# Data lines:
* * *

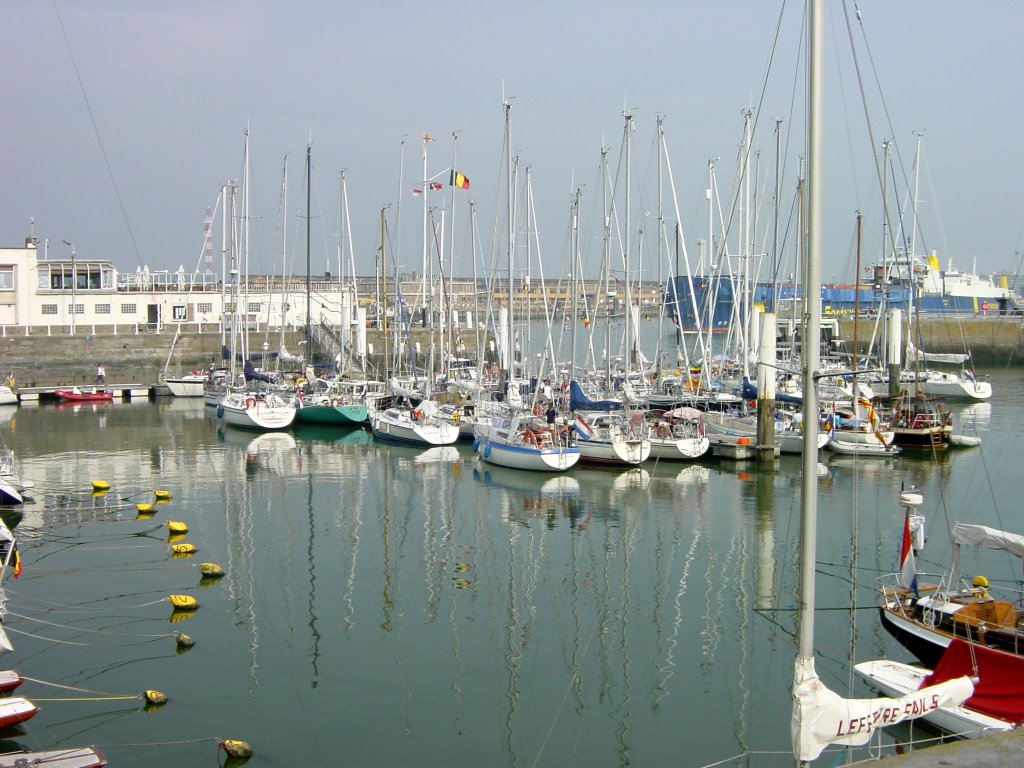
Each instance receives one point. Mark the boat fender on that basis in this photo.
(155, 697)
(183, 602)
(183, 640)
(237, 749)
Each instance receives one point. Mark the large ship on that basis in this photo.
(916, 284)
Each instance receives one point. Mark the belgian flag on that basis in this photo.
(460, 180)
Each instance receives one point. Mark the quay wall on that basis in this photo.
(995, 340)
(56, 358)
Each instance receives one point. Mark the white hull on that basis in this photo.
(897, 679)
(956, 386)
(248, 412)
(682, 449)
(840, 444)
(186, 386)
(397, 425)
(630, 452)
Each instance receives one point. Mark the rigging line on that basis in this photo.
(95, 130)
(161, 636)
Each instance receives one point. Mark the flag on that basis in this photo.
(907, 566)
(583, 428)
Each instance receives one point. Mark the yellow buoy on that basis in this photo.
(183, 602)
(211, 569)
(155, 696)
(236, 749)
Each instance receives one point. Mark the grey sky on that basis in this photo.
(172, 86)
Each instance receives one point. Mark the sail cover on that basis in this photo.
(990, 538)
(997, 690)
(821, 717)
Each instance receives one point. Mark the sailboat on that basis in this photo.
(258, 408)
(821, 717)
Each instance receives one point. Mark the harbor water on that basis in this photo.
(393, 606)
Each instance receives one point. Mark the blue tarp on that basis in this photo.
(580, 401)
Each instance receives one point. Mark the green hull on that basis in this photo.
(341, 415)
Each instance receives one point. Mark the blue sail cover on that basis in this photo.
(252, 375)
(751, 393)
(580, 401)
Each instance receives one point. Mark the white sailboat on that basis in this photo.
(820, 717)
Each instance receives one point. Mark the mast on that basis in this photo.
(309, 350)
(812, 324)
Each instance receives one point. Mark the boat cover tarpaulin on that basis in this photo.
(821, 717)
(999, 676)
(580, 401)
(983, 536)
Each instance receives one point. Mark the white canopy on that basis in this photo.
(989, 538)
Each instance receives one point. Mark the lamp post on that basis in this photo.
(74, 283)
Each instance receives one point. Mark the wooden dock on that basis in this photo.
(121, 391)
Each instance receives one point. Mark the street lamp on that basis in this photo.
(74, 283)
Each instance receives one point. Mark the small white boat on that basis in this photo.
(413, 426)
(257, 411)
(522, 441)
(840, 444)
(897, 679)
(73, 757)
(15, 710)
(189, 385)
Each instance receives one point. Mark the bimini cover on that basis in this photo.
(983, 536)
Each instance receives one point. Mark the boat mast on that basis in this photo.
(812, 324)
(309, 350)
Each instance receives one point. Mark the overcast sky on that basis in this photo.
(123, 119)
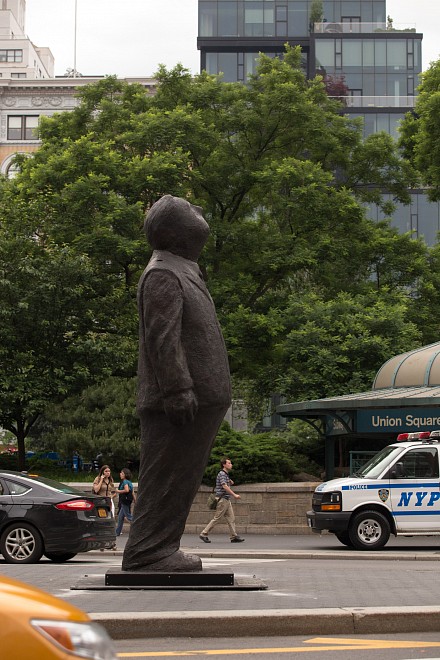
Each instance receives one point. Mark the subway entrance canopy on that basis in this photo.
(405, 398)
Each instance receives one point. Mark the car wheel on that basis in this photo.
(344, 538)
(60, 557)
(369, 530)
(21, 544)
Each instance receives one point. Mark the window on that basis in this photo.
(259, 19)
(16, 489)
(23, 127)
(227, 19)
(420, 464)
(207, 19)
(11, 55)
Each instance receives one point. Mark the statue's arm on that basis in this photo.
(162, 308)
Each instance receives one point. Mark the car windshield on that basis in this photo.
(56, 485)
(377, 464)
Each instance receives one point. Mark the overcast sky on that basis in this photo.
(132, 37)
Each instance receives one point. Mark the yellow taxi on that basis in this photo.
(42, 627)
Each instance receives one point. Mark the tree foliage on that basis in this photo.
(420, 129)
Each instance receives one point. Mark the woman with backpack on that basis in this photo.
(104, 485)
(126, 497)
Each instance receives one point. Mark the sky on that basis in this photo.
(130, 38)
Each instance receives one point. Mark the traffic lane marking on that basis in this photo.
(319, 644)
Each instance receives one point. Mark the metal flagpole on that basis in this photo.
(74, 41)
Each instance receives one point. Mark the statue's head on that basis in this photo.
(175, 225)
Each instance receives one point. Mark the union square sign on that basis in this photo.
(397, 419)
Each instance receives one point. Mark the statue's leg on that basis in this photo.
(173, 460)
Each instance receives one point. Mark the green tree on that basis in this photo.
(420, 129)
(50, 344)
(100, 419)
(280, 173)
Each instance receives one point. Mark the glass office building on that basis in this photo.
(375, 62)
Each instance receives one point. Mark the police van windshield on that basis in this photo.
(378, 463)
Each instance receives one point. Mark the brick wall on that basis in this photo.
(278, 508)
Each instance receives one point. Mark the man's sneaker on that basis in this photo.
(237, 539)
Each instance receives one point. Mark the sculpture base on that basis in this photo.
(116, 579)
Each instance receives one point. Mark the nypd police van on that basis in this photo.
(396, 492)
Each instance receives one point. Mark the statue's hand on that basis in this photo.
(181, 408)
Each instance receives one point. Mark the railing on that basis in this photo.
(359, 28)
(376, 101)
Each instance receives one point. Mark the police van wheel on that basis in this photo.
(369, 530)
(344, 538)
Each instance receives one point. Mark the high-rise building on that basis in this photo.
(368, 60)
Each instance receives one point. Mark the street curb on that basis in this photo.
(270, 623)
(299, 554)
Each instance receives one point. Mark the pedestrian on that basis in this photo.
(104, 485)
(126, 498)
(224, 510)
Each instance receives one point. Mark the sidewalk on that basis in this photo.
(315, 586)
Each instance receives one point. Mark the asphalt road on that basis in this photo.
(315, 586)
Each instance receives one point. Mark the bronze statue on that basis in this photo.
(184, 386)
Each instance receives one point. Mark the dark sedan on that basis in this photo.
(39, 517)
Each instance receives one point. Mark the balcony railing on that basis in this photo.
(376, 101)
(359, 28)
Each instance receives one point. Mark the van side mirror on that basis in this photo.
(397, 471)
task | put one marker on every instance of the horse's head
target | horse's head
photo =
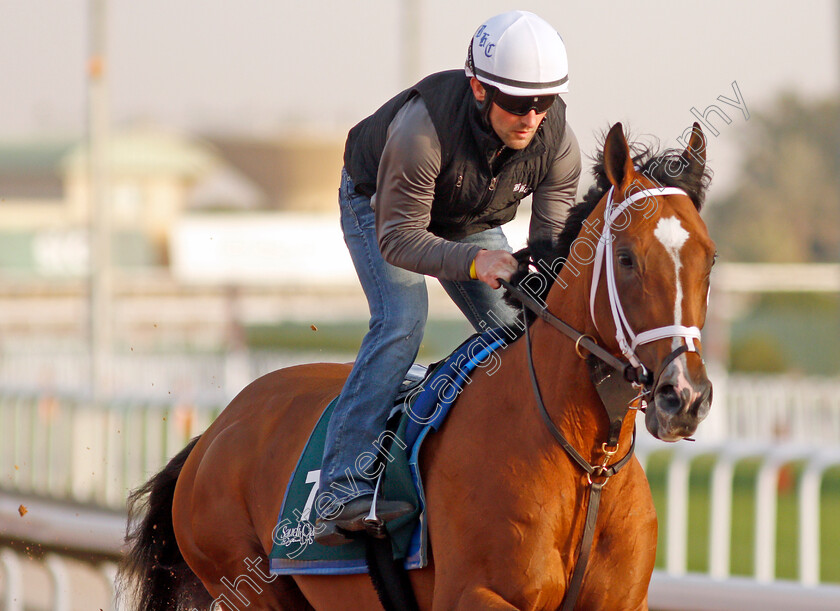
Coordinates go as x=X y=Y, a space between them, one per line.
x=650 y=280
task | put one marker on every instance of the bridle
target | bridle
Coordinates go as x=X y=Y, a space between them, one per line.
x=627 y=340
x=619 y=382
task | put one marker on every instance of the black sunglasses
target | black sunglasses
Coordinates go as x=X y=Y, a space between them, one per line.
x=522 y=105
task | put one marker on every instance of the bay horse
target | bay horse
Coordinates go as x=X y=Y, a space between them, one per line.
x=505 y=501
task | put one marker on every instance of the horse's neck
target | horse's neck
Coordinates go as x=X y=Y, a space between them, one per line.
x=564 y=379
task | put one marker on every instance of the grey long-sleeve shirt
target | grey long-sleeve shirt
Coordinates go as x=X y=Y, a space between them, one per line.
x=410 y=163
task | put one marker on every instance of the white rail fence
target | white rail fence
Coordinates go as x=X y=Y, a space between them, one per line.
x=76 y=570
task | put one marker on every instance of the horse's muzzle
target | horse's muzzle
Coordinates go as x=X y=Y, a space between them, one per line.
x=681 y=400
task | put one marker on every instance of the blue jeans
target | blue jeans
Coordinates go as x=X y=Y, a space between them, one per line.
x=398 y=304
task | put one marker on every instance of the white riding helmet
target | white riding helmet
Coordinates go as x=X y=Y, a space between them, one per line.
x=520 y=54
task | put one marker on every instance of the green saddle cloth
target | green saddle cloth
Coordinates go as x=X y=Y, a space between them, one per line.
x=294 y=550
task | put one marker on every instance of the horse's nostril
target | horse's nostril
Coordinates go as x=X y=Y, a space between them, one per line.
x=668 y=399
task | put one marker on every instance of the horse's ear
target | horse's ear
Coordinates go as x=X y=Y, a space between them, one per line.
x=618 y=163
x=695 y=152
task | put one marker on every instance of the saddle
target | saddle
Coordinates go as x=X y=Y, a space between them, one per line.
x=422 y=404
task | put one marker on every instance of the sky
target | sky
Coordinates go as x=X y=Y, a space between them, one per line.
x=269 y=67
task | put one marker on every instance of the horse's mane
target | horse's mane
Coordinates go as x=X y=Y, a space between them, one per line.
x=694 y=179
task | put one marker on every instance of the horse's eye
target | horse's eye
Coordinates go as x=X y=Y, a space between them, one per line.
x=625 y=260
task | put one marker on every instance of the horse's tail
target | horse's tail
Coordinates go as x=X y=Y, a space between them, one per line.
x=153 y=574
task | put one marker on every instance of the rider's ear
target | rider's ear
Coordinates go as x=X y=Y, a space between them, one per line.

* * *

# What is needed:
Copy out the part of the listing that opens with the line containing "Each instance receives one point. Mark the statue's hand" and closes with the line containing "x=650 y=280", both ends included, and leave the pictures out.

# Expected answer:
Each instance receives one point. Mark the statue's hand on that basis in this photo.
(181, 408)
Each instance receives one point. Mark the railing on that basis in this photo.
(359, 28)
(376, 101)
Each instance receives one point. Mark the police van wheel on that basis in this photo.
(369, 530)
(344, 538)
Each instance receives one point. Mark the high-rise building on that basis in this photo.
(368, 60)
Each instance receives one point. Mark the street curb on that basis in this photo.
(270, 623)
(299, 554)
Each instance receives one point. Mark the pedestrian on that basis in this photo.
(104, 485)
(126, 498)
(224, 510)
Each instance receives one point. Mark the sidewalk on that basis in this photo.
(315, 586)
Each instance receives one point. Mark the asphalt road on that basis in this photo.
(315, 586)
Each instance receives one point. Mark the bronze statue on that basis in this photo.
(184, 386)
Each instance receives one point. Mark the dark sedan on that basis in this photo.
(39, 517)
Each instance receives one point. Mark the balcony railing on that basis in this photo.
(376, 101)
(359, 28)
Each instance receives one point. Mark the van side mirror on that basis in this photo.
(397, 471)
task | put one marker on every instance of the horse's head
target | horse's head
photo =
Coordinates go as x=X y=Y, a space between them, one per line.
x=650 y=280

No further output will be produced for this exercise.